Instruction | Render the part of the items that opens with the line containing "segment dark mountain peak, all instances" and closes with the line containing "Return the outline of every instance of the dark" as a Markdown table with the columns Row and Text, giving each line a row number and leaving out blank lines.

Material shown |
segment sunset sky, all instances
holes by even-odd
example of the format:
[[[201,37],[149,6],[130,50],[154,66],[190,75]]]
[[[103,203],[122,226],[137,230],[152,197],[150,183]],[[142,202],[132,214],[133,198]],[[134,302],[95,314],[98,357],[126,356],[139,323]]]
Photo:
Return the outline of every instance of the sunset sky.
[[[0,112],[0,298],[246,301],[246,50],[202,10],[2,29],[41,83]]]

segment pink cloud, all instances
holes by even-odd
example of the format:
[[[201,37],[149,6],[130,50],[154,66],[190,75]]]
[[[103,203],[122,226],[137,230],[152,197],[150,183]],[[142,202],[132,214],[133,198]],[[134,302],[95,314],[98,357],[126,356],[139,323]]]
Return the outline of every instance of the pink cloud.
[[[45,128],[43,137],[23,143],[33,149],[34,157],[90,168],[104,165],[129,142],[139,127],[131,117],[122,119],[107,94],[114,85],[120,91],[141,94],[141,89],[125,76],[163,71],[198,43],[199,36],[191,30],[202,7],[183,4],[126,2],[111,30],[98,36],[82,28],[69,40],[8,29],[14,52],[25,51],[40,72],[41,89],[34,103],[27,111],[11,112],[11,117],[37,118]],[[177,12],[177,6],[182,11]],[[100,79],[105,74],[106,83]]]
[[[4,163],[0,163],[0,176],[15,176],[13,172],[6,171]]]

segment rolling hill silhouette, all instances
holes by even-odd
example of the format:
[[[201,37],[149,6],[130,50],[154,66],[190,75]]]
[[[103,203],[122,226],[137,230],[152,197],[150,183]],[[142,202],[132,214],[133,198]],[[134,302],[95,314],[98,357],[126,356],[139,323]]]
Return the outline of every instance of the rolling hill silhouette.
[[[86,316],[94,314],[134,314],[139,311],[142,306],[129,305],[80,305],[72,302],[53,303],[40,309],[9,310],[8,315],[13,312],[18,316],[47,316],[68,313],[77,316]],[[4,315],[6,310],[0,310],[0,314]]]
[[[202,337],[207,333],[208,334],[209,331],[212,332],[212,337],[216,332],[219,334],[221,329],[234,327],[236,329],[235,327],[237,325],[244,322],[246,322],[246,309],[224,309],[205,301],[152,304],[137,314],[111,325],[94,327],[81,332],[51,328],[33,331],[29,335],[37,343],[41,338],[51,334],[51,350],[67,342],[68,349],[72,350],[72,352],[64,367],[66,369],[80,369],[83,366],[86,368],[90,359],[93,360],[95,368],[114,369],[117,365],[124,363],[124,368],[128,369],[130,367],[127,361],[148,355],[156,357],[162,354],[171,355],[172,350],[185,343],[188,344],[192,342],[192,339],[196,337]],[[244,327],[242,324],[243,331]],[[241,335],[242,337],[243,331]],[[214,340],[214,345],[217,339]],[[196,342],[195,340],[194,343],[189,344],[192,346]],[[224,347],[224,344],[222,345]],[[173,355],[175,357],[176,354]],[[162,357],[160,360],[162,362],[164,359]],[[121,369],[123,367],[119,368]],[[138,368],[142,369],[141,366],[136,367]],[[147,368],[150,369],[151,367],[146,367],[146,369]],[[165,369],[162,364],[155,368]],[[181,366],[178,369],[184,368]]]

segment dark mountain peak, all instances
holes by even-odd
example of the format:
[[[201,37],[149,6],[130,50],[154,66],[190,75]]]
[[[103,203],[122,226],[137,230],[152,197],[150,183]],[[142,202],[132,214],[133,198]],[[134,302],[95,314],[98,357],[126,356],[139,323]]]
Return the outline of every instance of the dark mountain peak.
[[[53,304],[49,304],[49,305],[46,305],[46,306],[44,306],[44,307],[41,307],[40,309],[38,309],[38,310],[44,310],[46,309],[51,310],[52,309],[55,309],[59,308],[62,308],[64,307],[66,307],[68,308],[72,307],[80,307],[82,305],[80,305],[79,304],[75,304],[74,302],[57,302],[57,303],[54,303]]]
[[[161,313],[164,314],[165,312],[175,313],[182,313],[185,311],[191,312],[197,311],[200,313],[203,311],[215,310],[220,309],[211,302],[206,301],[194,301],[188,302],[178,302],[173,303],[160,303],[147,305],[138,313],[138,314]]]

Final result |
| Row | Text |
|---|---|
| 1 | segment dark mountain peak, all instances |
| 2 | holes by even-odd |
| 3 | example of the format: |
| 4 | [[[201,37],[149,6],[130,50],[154,66],[190,75]]] |
| 5 | [[[103,203],[122,226],[137,230],[152,197],[150,183]],[[142,202],[132,214],[133,198]],[[134,302],[95,314],[98,357],[126,356],[139,323]]] |
| 6 | Return the outline of every instance of the dark mountain peak. |